▸ Task requirements
Rewrite the entries in the part that opens with the line containing "Can you spot the front wheel" and closes with the line containing "x=894, y=140", both lines included, keeping every request as it stands and adding 34 to each x and y coordinate in the answers.
=-=-=
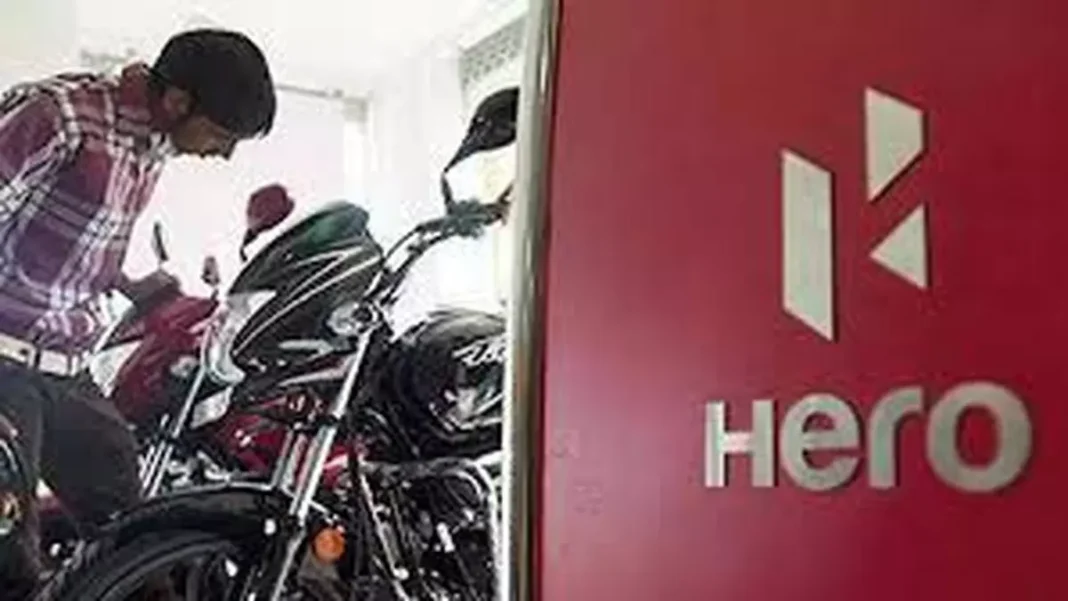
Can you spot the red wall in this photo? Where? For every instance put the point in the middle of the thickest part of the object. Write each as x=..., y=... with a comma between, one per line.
x=664, y=291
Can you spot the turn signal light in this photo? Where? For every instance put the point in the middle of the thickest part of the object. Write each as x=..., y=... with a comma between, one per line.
x=329, y=544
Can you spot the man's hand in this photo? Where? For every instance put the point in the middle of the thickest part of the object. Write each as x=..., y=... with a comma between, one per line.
x=140, y=291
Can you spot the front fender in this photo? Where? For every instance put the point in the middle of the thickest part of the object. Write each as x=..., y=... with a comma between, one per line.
x=235, y=509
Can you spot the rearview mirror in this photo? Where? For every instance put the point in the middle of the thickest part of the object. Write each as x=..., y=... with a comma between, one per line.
x=267, y=207
x=491, y=127
x=209, y=272
x=158, y=243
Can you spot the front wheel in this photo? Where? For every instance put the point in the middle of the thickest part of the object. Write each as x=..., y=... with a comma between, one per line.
x=171, y=566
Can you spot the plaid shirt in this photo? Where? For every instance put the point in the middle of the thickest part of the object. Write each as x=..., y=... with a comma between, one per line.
x=78, y=161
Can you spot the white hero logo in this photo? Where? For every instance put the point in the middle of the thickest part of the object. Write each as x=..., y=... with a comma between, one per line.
x=796, y=439
x=894, y=140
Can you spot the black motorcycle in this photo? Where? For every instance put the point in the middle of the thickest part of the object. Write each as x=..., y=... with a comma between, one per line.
x=414, y=515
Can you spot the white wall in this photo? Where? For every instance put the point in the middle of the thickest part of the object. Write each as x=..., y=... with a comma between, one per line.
x=36, y=37
x=417, y=121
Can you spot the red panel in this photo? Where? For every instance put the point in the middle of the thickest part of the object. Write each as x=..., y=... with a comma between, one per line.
x=664, y=293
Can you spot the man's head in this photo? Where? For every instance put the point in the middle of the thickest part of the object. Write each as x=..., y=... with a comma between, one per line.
x=213, y=90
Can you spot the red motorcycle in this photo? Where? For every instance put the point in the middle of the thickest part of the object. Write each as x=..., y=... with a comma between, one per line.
x=182, y=418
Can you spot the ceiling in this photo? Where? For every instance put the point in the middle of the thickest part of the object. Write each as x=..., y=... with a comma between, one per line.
x=335, y=44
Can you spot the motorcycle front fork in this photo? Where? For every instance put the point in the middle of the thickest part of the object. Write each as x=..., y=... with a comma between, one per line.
x=312, y=461
x=159, y=454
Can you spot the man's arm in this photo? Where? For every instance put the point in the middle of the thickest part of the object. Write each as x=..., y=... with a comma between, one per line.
x=33, y=145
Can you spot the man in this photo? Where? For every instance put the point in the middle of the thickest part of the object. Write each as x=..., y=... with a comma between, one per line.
x=79, y=157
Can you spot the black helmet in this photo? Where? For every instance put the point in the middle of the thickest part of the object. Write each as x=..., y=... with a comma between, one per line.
x=226, y=75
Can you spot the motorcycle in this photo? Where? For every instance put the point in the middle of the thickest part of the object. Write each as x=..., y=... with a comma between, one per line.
x=414, y=513
x=138, y=362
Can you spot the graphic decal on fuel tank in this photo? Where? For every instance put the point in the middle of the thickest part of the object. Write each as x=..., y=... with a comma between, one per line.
x=894, y=141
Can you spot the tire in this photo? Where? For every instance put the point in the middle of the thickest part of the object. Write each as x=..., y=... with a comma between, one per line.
x=113, y=574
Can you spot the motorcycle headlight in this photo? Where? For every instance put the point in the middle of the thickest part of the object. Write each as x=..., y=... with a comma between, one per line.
x=228, y=323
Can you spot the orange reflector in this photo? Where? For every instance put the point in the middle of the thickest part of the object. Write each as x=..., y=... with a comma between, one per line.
x=329, y=544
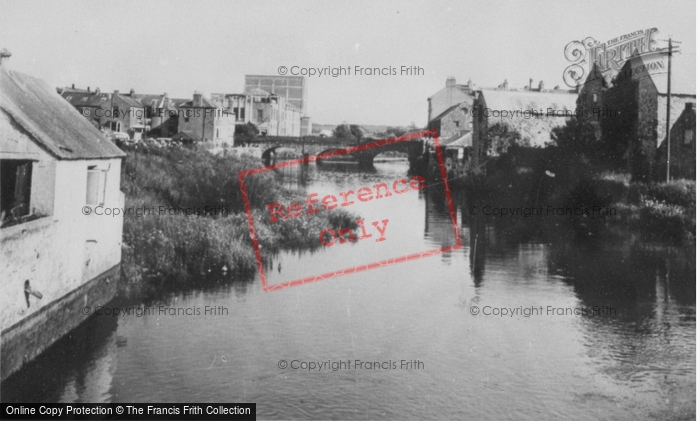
=-=-=
▸ Result below
Can you spot the front wheel in this photo? Where? For every instance put the point in the middle of the thickest part of the object. Write each as x=..., y=... with a comma between, one per line.
x=205, y=600
Can you spot the plaid shirt in this photo? Where? For every instance put the point in the middle of the thickest part of the object. Write each as x=..., y=... with a comma between, one per line.
x=112, y=195
Can you spot the white hero logo in this photo? Where? For every instance put the point in the middle of the thickest part of the object. Write each as x=..., y=... with a comma between, one per line.
x=830, y=473
x=928, y=174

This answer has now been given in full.